Is There Enough For Me? Scarcity, Racism, Bread, and Abundance.

This was a dark week in our country. Images of evil and hate filled our screens. In times like this, I find myself looking to the scriptures for glimmers of hope. This time I found myself in chapter 15 of Matthew’s Gospel. In this chapter, Matthew tells three stories that lead the reader to the same deep root message – a message of hope and possibility for these dark days. Here’s how the stories go…

In the first story Jesus is in the Jewish city of Gennesaret, which means “garden” in Hebrew. While ministering to the sick and outcast, a group of religious leaders came from Jerusalem to rebuke Jesus for not following the ceremonial rituals of hand washing before eating. After Jesus refuses to be trapped by their arguments, he turns their rebuke on its head by saying to them,

Don’t you know that anything that is swallowed works its way through the intestines and is finally defecated? But what comes out of the mouth gets its start in the heart. It’s from the heart that we vomit up evil arguments, murders, adulteries, fornications, thefts, and lies. That’s what pollutes. Eating or not eating certain foods, washing or not washing your hands—that’s neither here nor there.

While the religious leaders are concerned about external customs, and rituals, Jesus is concerned about the heart.

Right after this heated exchange, Jesus leaves the garden city of Gennesaret and heads to the gentile region of Tyre and Sidon. These are gentile cities with a difficult and strained history with the Jewish people. For Jesus to leave the lush religious landscape of Gennesaret and head to the pagan region of Tyre and Sidon, we can be sure that he is about to communicate an important message…

This is where the second story starts. Matthew says,

[Jesus and his disciples] had hardly arrived [in Tyre and Sidon] when a Canaanite woman came down from the hills and pleaded, “Mercy, Master, Son of David! My daughter is cruelly afflicted by an evil spirit.” 

Jesus ignored her. The disciples came and complained, “Now she’s bothering us. Would you please take care of her? She’s driving us crazy.” Jesus refused, telling them, “I’ve got my hands full dealing with the lost sheep of Israel.” 

Then the woman came back to Jesus, went to her knees, and begged. “Master, help me.” He said, “It’s not right to take bread out of children’s mouths and throw it to dogs.” She was quick: “You’re right, Master, but beggar dogs do get scraps from the master’s table.” 

Jesus gave in. “Oh, woman, your faith is something else. What you want is what you get!” Right then her daughter became well.

The first person Jesus interacted with when he entered Tyre and Sidon is a Canaanite (gentile) woman from the hills with a daughter afflicted by an evil spirit. Any religious leader of the day would want to avoid this woman at all costs. She had four major strikes against her:

First, she was a woman, and women had no standing in the ancient world,

Second, she was a gentile, often referred to as ‘dogs’ by the religious,

Third, she was from the hills or the wilderness, meaning she was isolated and suspect,

And fourth, she had a daughter with an evil spirit, making her religiously unclean.

Culturally speaking, this woman had no right to approach Jesus, who was seen by many as a religious rabbi.

Upon a cursory reading of this story, Jesus comes across very rude. However, after sitting with this story, I realized Jesus is actually illuminating something profound about who God is and what God thinks about different people groups.

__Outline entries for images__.
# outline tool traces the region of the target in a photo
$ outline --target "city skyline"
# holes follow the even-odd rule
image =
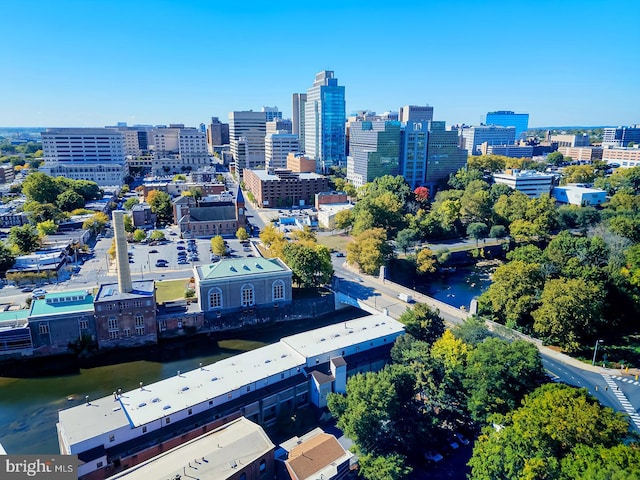
[[[529,113],[532,128],[640,122],[631,0],[3,7],[0,126],[197,126],[263,106],[291,117],[291,95],[322,70],[345,86],[347,114],[428,104],[447,125],[496,110]]]

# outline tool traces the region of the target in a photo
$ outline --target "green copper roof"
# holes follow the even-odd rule
[[[1,322],[15,322],[16,320],[24,320],[29,316],[29,309],[22,310],[7,310],[6,312],[0,312]],[[0,325],[1,327],[2,325]]]
[[[31,304],[31,317],[93,311],[93,295],[86,290],[47,293]]]
[[[224,278],[259,275],[263,273],[286,272],[288,268],[277,258],[247,257],[220,260],[211,265],[197,267],[200,280],[220,280]]]

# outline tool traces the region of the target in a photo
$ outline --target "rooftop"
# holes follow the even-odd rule
[[[31,317],[65,313],[93,312],[93,295],[89,290],[47,293],[31,303]]]
[[[196,267],[196,273],[201,281],[287,271],[290,271],[289,267],[280,259],[261,257],[225,259]]]
[[[140,297],[152,297],[154,295],[153,280],[144,280],[133,282],[133,290],[128,293],[120,292],[117,283],[108,283],[100,285],[96,302],[112,302],[114,300],[128,300]]]
[[[260,426],[240,417],[110,478],[147,480],[197,474],[203,480],[225,480],[274,448]]]

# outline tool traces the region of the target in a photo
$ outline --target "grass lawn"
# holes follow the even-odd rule
[[[353,240],[348,235],[317,235],[318,243],[326,245],[329,250],[333,249],[339,252],[347,251],[347,244]]]
[[[182,300],[188,283],[189,279],[186,278],[156,282],[156,301],[164,303],[172,300]]]

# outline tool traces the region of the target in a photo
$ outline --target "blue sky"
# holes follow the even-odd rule
[[[347,112],[640,123],[637,0],[5,0],[1,126],[185,123],[278,106],[334,70]]]

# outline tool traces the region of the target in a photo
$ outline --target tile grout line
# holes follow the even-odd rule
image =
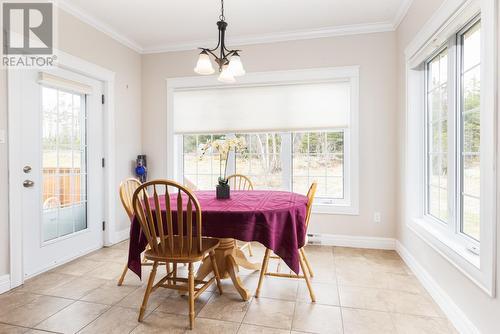
[[[335,285],[337,286],[337,296],[339,297],[340,322],[342,324],[342,333],[345,333],[344,315],[342,314],[342,303],[340,301],[339,278],[337,276],[337,265],[335,264],[335,247],[333,246],[332,246],[332,257],[333,257],[333,271],[335,272]]]

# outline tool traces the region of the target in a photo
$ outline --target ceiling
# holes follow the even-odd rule
[[[394,30],[412,0],[226,0],[228,44]],[[141,53],[217,39],[220,0],[60,0],[59,6]]]

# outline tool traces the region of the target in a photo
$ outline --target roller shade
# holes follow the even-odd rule
[[[38,74],[38,83],[45,85],[45,86],[63,89],[63,90],[67,90],[67,91],[79,93],[79,94],[91,94],[92,93],[92,87],[89,85],[85,85],[85,84],[79,83],[77,81],[61,78],[57,75],[53,75],[53,74],[50,74],[47,72],[40,72]]]
[[[350,83],[175,91],[173,104],[177,134],[347,128]]]

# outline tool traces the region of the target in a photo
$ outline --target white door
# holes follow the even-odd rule
[[[103,245],[103,86],[59,68],[15,75],[27,278]]]

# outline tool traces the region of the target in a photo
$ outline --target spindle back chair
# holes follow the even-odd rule
[[[309,220],[311,218],[312,205],[313,205],[314,195],[316,194],[317,188],[318,188],[318,184],[316,182],[313,182],[311,184],[311,186],[309,187],[309,191],[307,192],[307,209],[306,209],[306,219],[305,219],[306,233],[307,233],[307,227],[309,226]],[[306,234],[306,244],[307,244],[307,234]],[[314,291],[312,289],[312,285],[310,282],[310,278],[314,277],[314,273],[312,271],[312,268],[311,268],[309,261],[307,260],[304,247],[299,249],[299,262],[300,262],[300,269],[302,271],[302,275],[292,274],[291,272],[289,274],[285,274],[285,273],[281,273],[281,272],[268,272],[267,269],[268,269],[268,265],[269,265],[269,259],[281,260],[278,256],[272,255],[271,250],[266,248],[266,252],[264,254],[264,260],[262,261],[262,269],[260,271],[259,283],[257,285],[257,290],[255,291],[255,297],[259,297],[260,288],[262,287],[264,277],[265,276],[275,276],[275,277],[287,277],[287,278],[303,278],[306,281],[306,285],[307,285],[307,289],[309,290],[309,296],[311,297],[311,301],[312,302],[316,301],[316,296],[314,295]],[[278,270],[279,270],[279,264],[278,264]]]
[[[150,195],[151,194],[151,197]],[[194,300],[214,281],[222,294],[219,272],[215,261],[218,239],[202,236],[202,211],[195,194],[174,181],[154,180],[142,184],[132,198],[134,214],[141,224],[149,250],[144,256],[153,261],[144,300],[139,312],[142,321],[149,295],[158,287],[187,291],[189,296],[189,324],[194,326]],[[208,281],[194,279],[193,263],[210,257],[214,277]],[[158,263],[173,263],[173,270],[154,283]],[[177,264],[188,264],[188,277],[177,277]],[[179,285],[178,282],[187,283]],[[202,285],[200,288],[195,288]]]
[[[132,196],[137,188],[141,185],[141,182],[135,178],[128,178],[120,183],[120,201],[122,202],[123,208],[127,213],[130,221],[134,218],[134,208],[132,207]],[[151,266],[152,263],[148,261],[142,261],[143,266]],[[125,280],[125,275],[128,272],[128,264],[125,263],[125,267],[123,268],[122,274],[118,279],[118,286],[123,284]]]

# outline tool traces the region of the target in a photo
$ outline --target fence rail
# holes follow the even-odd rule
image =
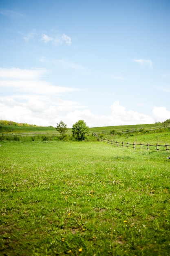
[[[98,138],[99,138],[99,137]],[[99,140],[100,140],[99,139]],[[124,148],[124,147],[126,147],[127,148],[132,148],[134,149],[137,149],[141,150],[143,149],[146,149],[148,151],[149,151],[149,150],[152,150],[157,151],[157,152],[158,150],[166,151],[168,152],[168,150],[170,150],[170,145],[168,145],[166,143],[165,145],[159,145],[157,143],[156,145],[150,145],[150,144],[149,144],[149,143],[148,143],[146,144],[143,144],[143,143],[135,143],[135,142],[133,142],[132,144],[131,144],[130,143],[129,143],[128,142],[125,143],[124,141],[122,141],[122,142],[119,142],[117,141],[115,141],[115,140],[113,141],[112,139],[110,141],[109,139],[106,139],[106,138],[104,140],[103,138],[102,138],[101,141],[103,142],[104,141],[105,142],[107,142],[108,144],[110,144],[111,145],[113,145],[117,147],[121,146],[122,148]],[[159,148],[160,147],[162,147],[162,148],[163,148],[163,149],[161,149]]]
[[[2,137],[4,136],[11,136],[12,137],[16,136],[17,137],[27,137],[27,136],[39,136],[39,135],[51,135],[53,136],[60,136],[60,134],[59,133],[57,133],[56,132],[51,132],[51,133],[46,133],[46,132],[20,132],[19,133],[17,133],[15,132],[9,133],[9,132],[2,132]]]
[[[165,129],[165,128],[170,129],[170,124],[168,124],[164,125],[163,126],[155,126],[153,127],[150,127],[148,128],[144,128],[143,127],[140,127],[139,128],[130,128],[130,129],[128,129],[127,130],[116,130],[116,129],[115,130],[114,129],[109,129],[107,130],[104,130],[103,131],[103,133],[104,134],[107,134],[107,133],[111,133],[113,134],[124,134],[126,133],[133,133],[135,132],[149,132],[151,131],[155,130],[160,130]],[[93,134],[95,133],[98,133],[97,132],[93,132]]]

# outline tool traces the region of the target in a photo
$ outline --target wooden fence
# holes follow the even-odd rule
[[[60,134],[58,133],[57,133],[56,132],[53,133],[46,133],[46,132],[41,132],[41,133],[37,133],[37,132],[25,132],[25,133],[17,133],[15,132],[12,133],[7,133],[7,132],[2,132],[2,136],[12,136],[14,137],[16,136],[17,137],[25,137],[28,136],[38,136],[40,135],[49,135],[49,136],[60,136]]]
[[[98,137],[98,136],[97,136]],[[99,138],[99,137],[98,137]],[[110,144],[111,145],[113,145],[115,146],[119,147],[121,146],[122,148],[124,147],[126,147],[128,148],[132,148],[135,149],[146,149],[148,151],[149,150],[152,150],[157,151],[157,152],[158,150],[161,151],[167,151],[167,152],[168,150],[170,150],[170,145],[168,145],[166,144],[165,145],[159,145],[157,143],[156,145],[150,145],[148,143],[147,144],[143,144],[143,143],[135,143],[135,142],[133,142],[133,144],[130,144],[130,143],[129,143],[128,142],[124,142],[122,141],[122,142],[118,142],[117,141],[115,141],[115,140],[113,141],[112,139],[111,141],[109,139],[106,139],[106,138],[103,139],[103,138],[102,138],[102,139],[100,140],[99,139],[99,140],[101,140],[102,142],[104,141],[105,143],[107,143],[108,144]],[[160,148],[161,148],[161,149]]]

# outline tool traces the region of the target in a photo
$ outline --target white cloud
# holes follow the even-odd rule
[[[79,89],[69,87],[55,86],[40,80],[45,76],[47,70],[44,69],[21,70],[19,68],[0,68],[0,88],[7,91],[10,88],[12,93],[20,92],[54,95],[55,94],[75,92]]]
[[[49,36],[47,35],[44,34],[42,36],[41,40],[45,43],[51,42],[52,44],[56,46],[58,45],[62,45],[64,43],[65,43],[68,46],[71,44],[71,38],[65,34],[63,34],[61,36],[56,36],[55,37]]]
[[[0,13],[3,15],[9,16],[11,18],[15,18],[17,17],[22,18],[24,17],[23,14],[19,12],[17,12],[12,10],[8,10],[7,9],[0,9]]]
[[[85,70],[85,68],[82,66],[73,63],[71,61],[70,61],[66,59],[56,60],[55,61],[55,63],[57,64],[61,64],[64,67],[67,68],[73,68],[77,70]]]
[[[163,92],[170,92],[170,88],[163,88],[163,87],[160,87],[158,86],[157,89],[160,91],[163,91]]]
[[[42,35],[41,38],[41,40],[44,41],[44,42],[45,43],[46,43],[49,42],[50,42],[50,41],[53,41],[53,40],[54,39],[52,37],[50,37],[50,36],[47,36],[47,35],[45,35],[45,34]]]
[[[170,111],[165,107],[154,107],[152,112],[157,121],[163,122],[170,119]]]
[[[137,62],[141,67],[146,66],[151,68],[152,66],[152,63],[150,60],[145,60],[139,59],[138,60],[133,60],[134,61]]]
[[[31,39],[33,39],[34,38],[34,36],[37,34],[35,32],[30,32],[28,33],[26,36],[24,37],[24,39],[25,42],[28,42]]]
[[[110,107],[110,115],[108,116],[95,115],[88,110],[75,110],[68,114],[65,120],[71,126],[73,124],[79,119],[83,119],[89,127],[111,126],[130,124],[153,124],[152,117],[136,111],[126,110],[124,106],[120,105],[118,101]]]

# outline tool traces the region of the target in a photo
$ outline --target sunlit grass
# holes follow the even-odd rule
[[[167,153],[1,143],[0,254],[168,255]]]

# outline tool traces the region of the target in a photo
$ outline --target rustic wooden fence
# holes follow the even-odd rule
[[[135,143],[134,142],[132,144],[131,144],[128,142],[125,143],[123,141],[122,142],[119,142],[117,141],[115,141],[115,140],[113,141],[112,139],[111,140],[110,140],[109,139],[106,139],[106,138],[104,139],[102,138],[102,139],[100,139],[99,137],[98,137],[99,139],[99,140],[100,140],[102,142],[104,141],[105,143],[107,143],[108,144],[110,144],[111,145],[117,147],[121,146],[122,148],[124,147],[132,148],[134,149],[146,149],[148,151],[149,151],[149,150],[152,150],[157,151],[157,152],[158,150],[167,151],[168,152],[168,150],[170,150],[170,145],[168,145],[166,144],[164,145],[159,145],[157,143],[157,144],[155,145],[150,145],[149,144],[149,143],[146,144],[143,144],[143,143]]]
[[[28,137],[28,136],[38,136],[40,135],[48,135],[51,136],[60,136],[60,134],[56,132],[53,132],[53,133],[46,133],[46,132],[41,132],[41,133],[37,133],[37,132],[25,132],[25,133],[17,133],[15,132],[12,133],[7,133],[7,132],[2,132],[2,137],[4,136],[12,136],[13,137],[15,136],[17,137]]]

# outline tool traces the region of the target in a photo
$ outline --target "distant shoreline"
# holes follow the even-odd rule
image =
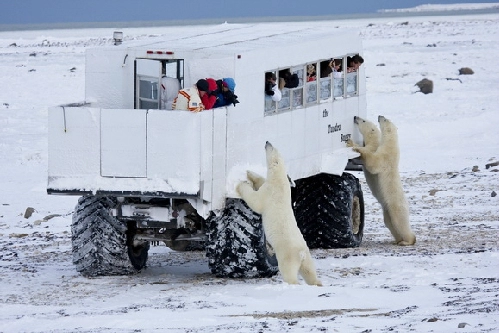
[[[498,14],[499,8],[463,9],[441,11],[415,12],[377,12],[370,14],[342,14],[324,16],[267,16],[267,17],[239,17],[214,18],[202,20],[168,20],[168,21],[131,21],[131,22],[70,22],[70,23],[41,23],[41,24],[0,24],[0,31],[25,30],[57,30],[57,29],[94,29],[94,28],[140,28],[183,25],[209,25],[228,23],[263,23],[263,22],[306,22],[306,21],[333,21],[352,19],[401,18],[416,16],[461,16],[479,14]]]

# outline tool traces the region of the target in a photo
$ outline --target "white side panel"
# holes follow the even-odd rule
[[[213,113],[213,194],[211,202],[213,208],[222,208],[225,205],[225,187],[227,180],[226,108],[217,108],[203,112]]]
[[[85,101],[103,109],[133,109],[133,57],[127,50],[88,50],[85,56]]]
[[[49,183],[58,177],[99,175],[99,109],[49,108],[48,126]]]
[[[201,198],[212,199],[213,194],[213,112],[210,110],[196,113],[200,118],[199,145],[201,161]]]
[[[201,172],[201,117],[189,111],[149,110],[147,176],[197,193]]]
[[[146,110],[101,110],[101,175],[146,177]]]

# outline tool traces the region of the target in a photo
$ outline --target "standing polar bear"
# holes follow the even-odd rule
[[[296,224],[284,161],[268,141],[265,152],[267,179],[248,171],[248,181],[239,183],[236,190],[252,210],[262,215],[263,230],[276,253],[284,281],[298,284],[299,273],[307,284],[322,286],[310,250]]]
[[[398,245],[413,245],[416,236],[409,225],[409,204],[399,174],[400,151],[397,128],[383,116],[378,117],[381,132],[372,122],[354,118],[365,146],[347,145],[360,153],[367,184],[383,208],[383,220]]]

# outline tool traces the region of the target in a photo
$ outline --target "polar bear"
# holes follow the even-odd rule
[[[267,178],[248,171],[248,181],[236,190],[248,206],[262,215],[263,230],[274,249],[285,282],[298,284],[298,273],[309,285],[322,286],[307,243],[298,229],[291,207],[291,187],[284,161],[267,141]]]
[[[381,132],[379,131],[378,126],[369,120],[365,120],[357,116],[353,117],[353,121],[359,128],[359,132],[360,134],[362,134],[362,137],[364,138],[364,147],[362,148],[362,150],[369,150],[374,153],[378,149],[379,143],[381,141]],[[349,139],[347,141],[347,146],[352,148],[359,148],[359,146],[356,145],[352,141],[352,139]],[[354,150],[357,151],[357,149]],[[362,154],[361,154],[361,159],[362,159]],[[379,191],[378,191],[378,175],[370,173],[369,170],[367,170],[366,168],[363,169],[367,185],[371,189],[371,192],[373,196],[376,198],[376,200],[381,202],[382,200],[379,197]]]
[[[370,130],[376,125],[369,124],[361,118],[357,119],[356,123],[362,135],[363,131],[367,134],[364,136],[365,146],[359,147],[352,142],[348,145],[361,154],[366,170],[366,181],[383,208],[385,226],[398,245],[413,245],[416,243],[416,236],[409,225],[409,204],[398,170],[400,151],[397,128],[390,120],[379,116],[381,139],[377,139],[377,135],[374,134],[376,131]]]

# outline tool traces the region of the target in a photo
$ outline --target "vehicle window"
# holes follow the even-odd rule
[[[274,73],[282,98],[278,102],[266,96],[265,115],[285,112],[304,105],[310,106],[333,98],[358,95],[357,68],[347,70],[347,64],[355,54],[336,56],[307,64],[284,68]],[[358,57],[358,54],[355,56]],[[355,58],[354,57],[354,58]],[[352,66],[353,67],[353,66]]]

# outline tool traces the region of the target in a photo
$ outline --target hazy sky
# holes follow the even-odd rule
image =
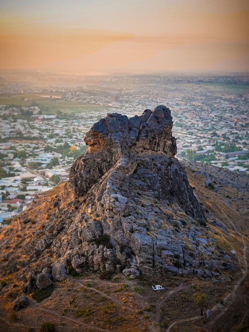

__Problems to work on__.
A) Answer these questions using the reflection on Matthew 15:
(i) What does the name Gennesaret mean in Hebrew?
(ii) What did the religious leaders from Jerusalem rebuke Jesus for?
(iii) What was the fourth strike listed against the Canaanite woman?
B) Write out the passage of the reflection on Matthew 15 from "Second, she was" up to and including "different people groups.".

__Answers to the tasks__.
A)
(i) Gennesaret means "garden" in Hebrew.
(ii) They rebuked him for not following the ceremonial rituals of hand washing before eating.
(iii) She had a daughter with an evil spirit, which made her religiously unclean.

B)
Second, she was a gentile, often referred to as ‘dogs’ by the religious,

Third, she was from the hills or the wilderness, meaning she was isolated and suspect,

And fourth, she had a daughter with an evil spirit, making her religiously unclean.

Culturally speaking, this woman had no right to approach Jesus, who was seen by many as a religious rabbi.

Upon a cursory reading of this story, Jesus comes across very rude. However, after sitting with this story, I realized Jesus is actually illuminating something profound about who God is and what God thinks about different people groups.